Comparison between the experimental \(\mathcal {M}_1\) and JAGS reconstruction (top panel). In the bottom panel the bin-by-bin ratios between counts in the experimental spectrum over counts in the reconstructed one are shown; the corresponding uncertainties at 1, 2, 3 \(\sigma \) are shown as colored bands centered at 1. Fit residuals distribution is approximately Gaussian with \(\mu = (-0.03 \pm 0.09)\) and \(\sigma =(1.1 \pm 0.1)\)

Fig. 9

Same as Fig. 8 for \(\mathcal {M}_2\). Fit residuals distribution is approximately Gaussian with \(\mu = (-0.13\pm 0.08)\) and \(\sigma =(1.00\pm 0.08)\)

The fit is performed with a Bayesian approach using Just Another Gibbs Sampler (JAGS) [33, 34, 35]. JAGS exploits Markov Chain Monte Carlo simulations to sample the joint posterior probability distribution function (pdf) of the model parameters. Following Bayes’ theorem the posterior pdf is evaluated combining the likelihood and the prior distributions. The available data to define the likelihoods are the observed counts in the bins of the experimental (\(C_{i, \alpha }^\mathrm{exp}\)) and simulated (\(C_{ij, \alpha }^\mathrm{MC}\)) spectra, both of which obey Poisson statistics. Therefore, the joint posterior pdf is
$$\begin{aligned}&\mathrm{Posterior}\big (N_j, \big \langle C_{ij, \alpha }^\mathrm{MC} \big \rangle | C_{i, \alpha }^\mathrm{exp}, C_{ij, \alpha }^\mathrm{MC} \big ) \nonumber \\&\quad = \prod _{i, \alpha } \mathrm{Pois}\big (C_{i, \alpha }^\mathrm{exp}| \big \langle C_{i, \alpha }^\mathrm{exp} \big \rangle \big ) \times \prod _{j} \mathrm{Prior}(N_j) \nonumber \\&\qquad \times \prod _{ij,\alpha } \mathrm{Pois}\big (C_{ij, \alpha }^\mathrm{MC}| \big \langle C_{ij, \alpha }^\mathrm{MC} \big \rangle \big ) \times \mathrm{Prior}\big (\big \langle C_{ij, \alpha }^\mathrm{MC} \big \rangle \big ) \end{aligned}$$
(2)

Pointing dataset excerpts

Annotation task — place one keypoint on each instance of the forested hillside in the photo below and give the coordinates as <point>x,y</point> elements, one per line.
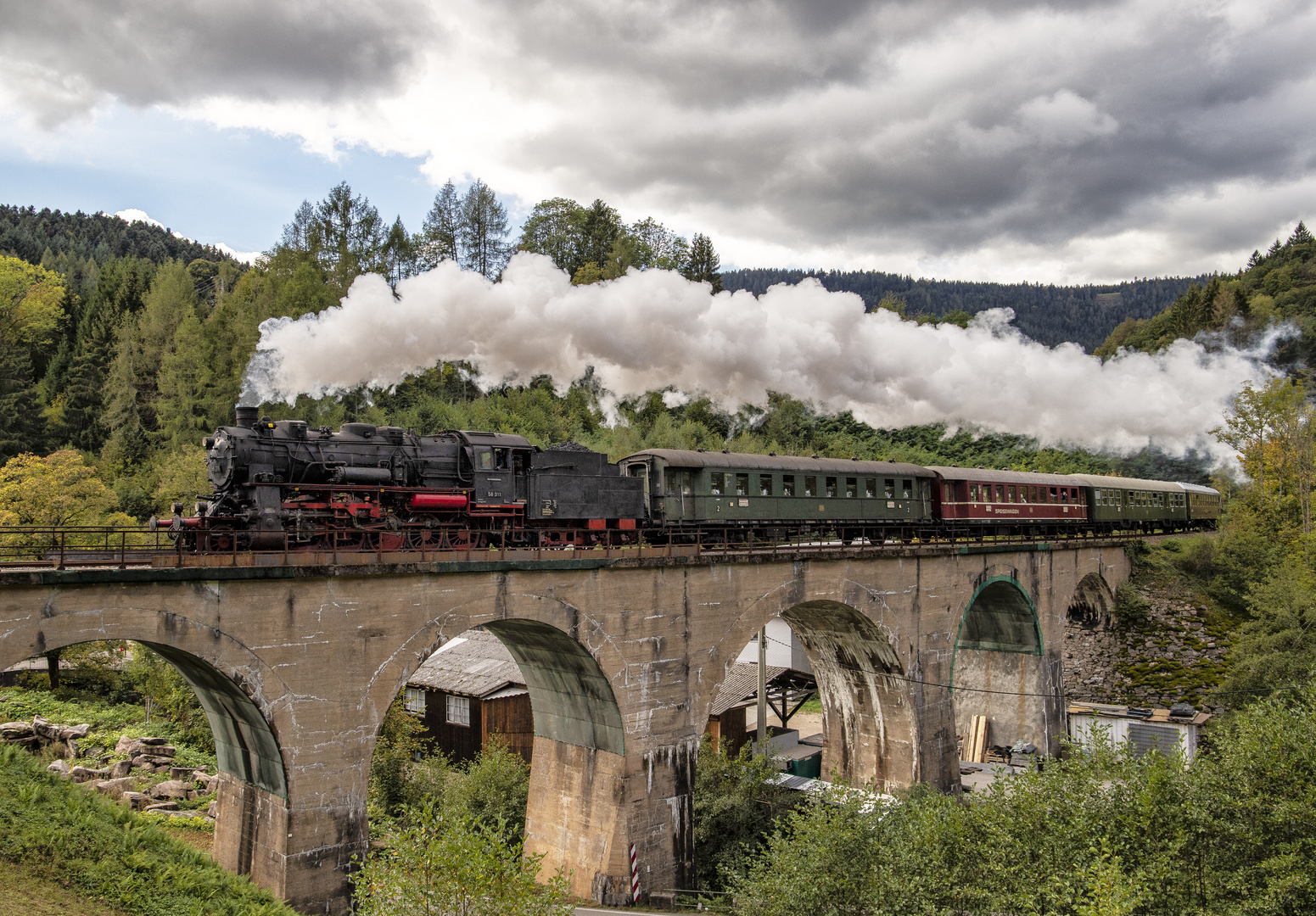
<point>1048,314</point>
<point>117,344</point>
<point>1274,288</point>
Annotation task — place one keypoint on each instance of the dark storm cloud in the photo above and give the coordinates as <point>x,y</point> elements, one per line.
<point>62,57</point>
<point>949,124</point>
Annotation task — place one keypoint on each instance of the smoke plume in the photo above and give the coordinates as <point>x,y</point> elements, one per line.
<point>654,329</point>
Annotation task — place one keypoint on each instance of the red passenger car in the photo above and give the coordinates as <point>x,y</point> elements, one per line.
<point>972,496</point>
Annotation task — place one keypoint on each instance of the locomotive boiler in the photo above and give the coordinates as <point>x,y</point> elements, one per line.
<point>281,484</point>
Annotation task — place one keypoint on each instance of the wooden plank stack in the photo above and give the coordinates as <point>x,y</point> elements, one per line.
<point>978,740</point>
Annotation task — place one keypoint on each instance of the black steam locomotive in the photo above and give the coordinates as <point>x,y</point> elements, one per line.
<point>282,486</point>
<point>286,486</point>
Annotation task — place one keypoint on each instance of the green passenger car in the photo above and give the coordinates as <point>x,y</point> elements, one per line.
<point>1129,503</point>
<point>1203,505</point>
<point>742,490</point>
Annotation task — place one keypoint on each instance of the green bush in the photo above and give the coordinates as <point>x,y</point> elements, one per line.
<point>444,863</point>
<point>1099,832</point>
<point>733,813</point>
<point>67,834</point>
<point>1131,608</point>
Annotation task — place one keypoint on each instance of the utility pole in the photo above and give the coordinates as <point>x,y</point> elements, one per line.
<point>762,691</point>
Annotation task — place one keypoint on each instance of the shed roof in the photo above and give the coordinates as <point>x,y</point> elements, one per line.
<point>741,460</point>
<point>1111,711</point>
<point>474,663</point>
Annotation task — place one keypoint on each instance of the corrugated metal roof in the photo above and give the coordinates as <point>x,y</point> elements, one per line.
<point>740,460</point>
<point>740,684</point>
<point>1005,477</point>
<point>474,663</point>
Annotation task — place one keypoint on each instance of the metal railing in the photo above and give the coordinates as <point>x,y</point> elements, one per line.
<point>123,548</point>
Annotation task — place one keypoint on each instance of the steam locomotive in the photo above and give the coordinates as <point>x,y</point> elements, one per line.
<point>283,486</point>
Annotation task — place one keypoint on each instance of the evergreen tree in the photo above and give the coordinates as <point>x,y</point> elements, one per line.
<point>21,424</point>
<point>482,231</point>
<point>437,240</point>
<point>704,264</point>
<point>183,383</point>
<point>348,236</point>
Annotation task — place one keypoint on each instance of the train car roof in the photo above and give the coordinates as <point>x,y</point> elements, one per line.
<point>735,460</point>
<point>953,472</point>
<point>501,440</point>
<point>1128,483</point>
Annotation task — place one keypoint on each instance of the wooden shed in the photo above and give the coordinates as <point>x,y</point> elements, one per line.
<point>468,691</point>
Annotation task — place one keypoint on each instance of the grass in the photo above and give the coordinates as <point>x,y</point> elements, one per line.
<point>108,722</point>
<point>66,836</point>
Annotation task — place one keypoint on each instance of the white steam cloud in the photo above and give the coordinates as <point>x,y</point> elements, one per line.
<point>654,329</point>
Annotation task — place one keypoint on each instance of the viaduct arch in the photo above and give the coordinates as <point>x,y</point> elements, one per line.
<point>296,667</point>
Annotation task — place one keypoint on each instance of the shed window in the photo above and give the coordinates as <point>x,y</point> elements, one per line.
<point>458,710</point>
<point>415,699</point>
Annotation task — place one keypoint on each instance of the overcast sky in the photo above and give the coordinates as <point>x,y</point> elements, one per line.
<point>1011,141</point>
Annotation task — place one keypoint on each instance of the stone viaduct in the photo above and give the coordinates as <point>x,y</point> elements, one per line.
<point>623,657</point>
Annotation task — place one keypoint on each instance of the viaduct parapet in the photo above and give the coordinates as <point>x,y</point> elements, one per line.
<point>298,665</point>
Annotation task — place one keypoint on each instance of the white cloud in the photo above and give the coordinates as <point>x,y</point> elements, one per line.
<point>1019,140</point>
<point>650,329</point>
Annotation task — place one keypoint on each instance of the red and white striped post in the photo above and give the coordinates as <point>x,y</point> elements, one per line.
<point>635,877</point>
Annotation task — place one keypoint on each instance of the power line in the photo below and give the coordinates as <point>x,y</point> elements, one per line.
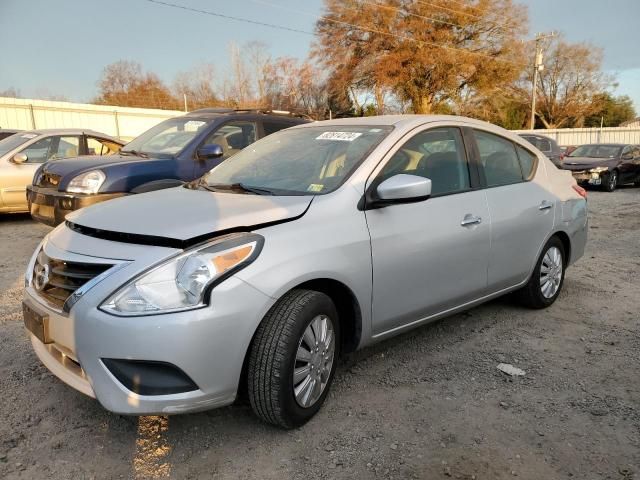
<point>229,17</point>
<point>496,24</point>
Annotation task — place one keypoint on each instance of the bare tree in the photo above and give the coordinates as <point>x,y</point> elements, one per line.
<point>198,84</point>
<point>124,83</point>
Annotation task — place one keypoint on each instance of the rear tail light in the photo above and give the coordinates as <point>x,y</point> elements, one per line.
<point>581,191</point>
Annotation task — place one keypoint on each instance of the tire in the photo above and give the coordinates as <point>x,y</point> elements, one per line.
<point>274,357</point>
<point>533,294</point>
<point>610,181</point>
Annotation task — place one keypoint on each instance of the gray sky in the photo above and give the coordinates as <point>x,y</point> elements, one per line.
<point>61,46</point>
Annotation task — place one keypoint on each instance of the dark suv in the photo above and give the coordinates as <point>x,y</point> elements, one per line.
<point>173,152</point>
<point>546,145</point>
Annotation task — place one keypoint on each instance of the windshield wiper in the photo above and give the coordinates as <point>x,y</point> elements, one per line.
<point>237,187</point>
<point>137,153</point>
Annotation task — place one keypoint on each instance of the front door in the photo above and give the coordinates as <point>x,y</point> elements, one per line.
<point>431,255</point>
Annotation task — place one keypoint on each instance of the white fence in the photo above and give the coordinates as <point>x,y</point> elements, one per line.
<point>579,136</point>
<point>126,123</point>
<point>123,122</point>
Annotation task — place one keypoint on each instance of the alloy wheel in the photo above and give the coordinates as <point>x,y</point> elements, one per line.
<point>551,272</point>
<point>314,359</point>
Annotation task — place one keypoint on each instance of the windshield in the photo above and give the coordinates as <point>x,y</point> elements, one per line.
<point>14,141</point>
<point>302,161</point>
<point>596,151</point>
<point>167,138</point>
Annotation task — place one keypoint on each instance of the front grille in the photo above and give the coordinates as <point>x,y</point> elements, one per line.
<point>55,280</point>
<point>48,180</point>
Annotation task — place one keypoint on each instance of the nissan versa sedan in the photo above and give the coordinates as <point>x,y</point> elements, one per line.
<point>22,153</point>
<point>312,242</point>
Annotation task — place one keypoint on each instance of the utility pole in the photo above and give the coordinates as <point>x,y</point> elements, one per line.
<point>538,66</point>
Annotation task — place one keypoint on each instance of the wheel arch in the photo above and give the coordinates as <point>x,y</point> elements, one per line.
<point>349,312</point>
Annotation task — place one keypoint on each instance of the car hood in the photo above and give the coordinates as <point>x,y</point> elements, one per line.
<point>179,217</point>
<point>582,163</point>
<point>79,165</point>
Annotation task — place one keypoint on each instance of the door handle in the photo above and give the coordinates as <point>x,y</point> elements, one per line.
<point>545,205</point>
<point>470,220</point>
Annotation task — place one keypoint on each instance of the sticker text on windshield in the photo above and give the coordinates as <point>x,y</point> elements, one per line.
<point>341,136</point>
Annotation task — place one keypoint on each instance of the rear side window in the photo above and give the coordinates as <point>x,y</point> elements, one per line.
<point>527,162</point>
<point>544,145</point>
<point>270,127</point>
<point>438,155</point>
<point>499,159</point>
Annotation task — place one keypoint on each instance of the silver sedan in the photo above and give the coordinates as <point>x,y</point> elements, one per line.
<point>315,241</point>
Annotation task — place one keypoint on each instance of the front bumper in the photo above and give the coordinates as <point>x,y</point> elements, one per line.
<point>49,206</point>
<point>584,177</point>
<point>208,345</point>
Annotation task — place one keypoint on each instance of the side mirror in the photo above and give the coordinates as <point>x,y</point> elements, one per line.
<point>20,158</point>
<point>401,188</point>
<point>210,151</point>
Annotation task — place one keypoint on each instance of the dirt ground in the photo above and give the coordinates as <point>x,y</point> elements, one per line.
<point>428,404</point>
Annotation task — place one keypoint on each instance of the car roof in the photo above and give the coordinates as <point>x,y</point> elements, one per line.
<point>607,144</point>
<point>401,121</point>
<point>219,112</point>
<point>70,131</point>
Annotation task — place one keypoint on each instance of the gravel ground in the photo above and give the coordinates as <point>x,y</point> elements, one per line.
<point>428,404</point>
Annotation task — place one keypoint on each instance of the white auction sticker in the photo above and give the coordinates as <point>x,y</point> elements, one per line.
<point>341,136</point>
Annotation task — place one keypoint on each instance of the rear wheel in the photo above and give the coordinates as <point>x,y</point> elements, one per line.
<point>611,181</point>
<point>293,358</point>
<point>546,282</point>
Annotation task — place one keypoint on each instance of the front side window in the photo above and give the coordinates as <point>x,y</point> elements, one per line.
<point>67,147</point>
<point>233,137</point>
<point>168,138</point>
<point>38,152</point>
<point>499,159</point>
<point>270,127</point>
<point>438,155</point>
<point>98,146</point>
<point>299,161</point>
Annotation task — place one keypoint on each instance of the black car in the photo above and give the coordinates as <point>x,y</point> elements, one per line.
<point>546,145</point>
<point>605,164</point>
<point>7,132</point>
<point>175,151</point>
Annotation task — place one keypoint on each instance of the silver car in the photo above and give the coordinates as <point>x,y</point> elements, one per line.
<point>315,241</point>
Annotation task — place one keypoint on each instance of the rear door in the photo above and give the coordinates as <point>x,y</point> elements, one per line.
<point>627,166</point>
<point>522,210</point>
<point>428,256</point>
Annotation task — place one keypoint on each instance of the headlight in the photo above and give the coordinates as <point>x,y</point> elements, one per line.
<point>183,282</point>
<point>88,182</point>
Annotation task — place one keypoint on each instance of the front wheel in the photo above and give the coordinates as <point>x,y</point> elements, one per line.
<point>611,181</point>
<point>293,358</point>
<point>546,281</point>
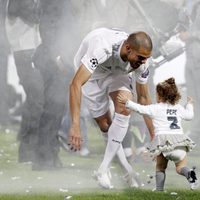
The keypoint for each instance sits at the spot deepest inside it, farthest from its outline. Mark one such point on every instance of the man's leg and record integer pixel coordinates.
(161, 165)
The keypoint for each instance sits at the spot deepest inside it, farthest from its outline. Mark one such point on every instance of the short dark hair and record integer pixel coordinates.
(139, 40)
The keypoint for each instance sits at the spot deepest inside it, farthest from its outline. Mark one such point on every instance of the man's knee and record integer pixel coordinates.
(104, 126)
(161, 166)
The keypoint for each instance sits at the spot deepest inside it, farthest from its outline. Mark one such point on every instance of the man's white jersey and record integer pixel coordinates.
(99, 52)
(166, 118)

=== TASK INSTRUCTIONS ===
[a] In the JAGS passage, why does the joint posterior contain Poisson terms for both the experimental and the simulated counts? Answer in one to three sentences.
[b] Return the JAGS passage from "Same as Fig. 8" up to and including "and \(\sigma =(1.00\pm 0.08)\)".
[c] According to the JAGS passage, what does JAGS use to sample the joint posterior probability distribution function of the model parameters?

=== PER-TASK OUTPUTS ===
[a] The likelihoods are built from the observed counts in the bins of the experimental and simulated spectra. Both sets of counts obey Poisson statistics, so the joint posterior includes Poisson factors for each.

[b]
Same as Fig. 8 for \(\mathcal {M}_2\). Fit residuals distribution is approximately Gaussian with \(\mu = (-0.13\pm 0.08)\) and \(\sigma =(1.00\pm 0.08)\)

[c] Markov Chain Monte Carlo simulations.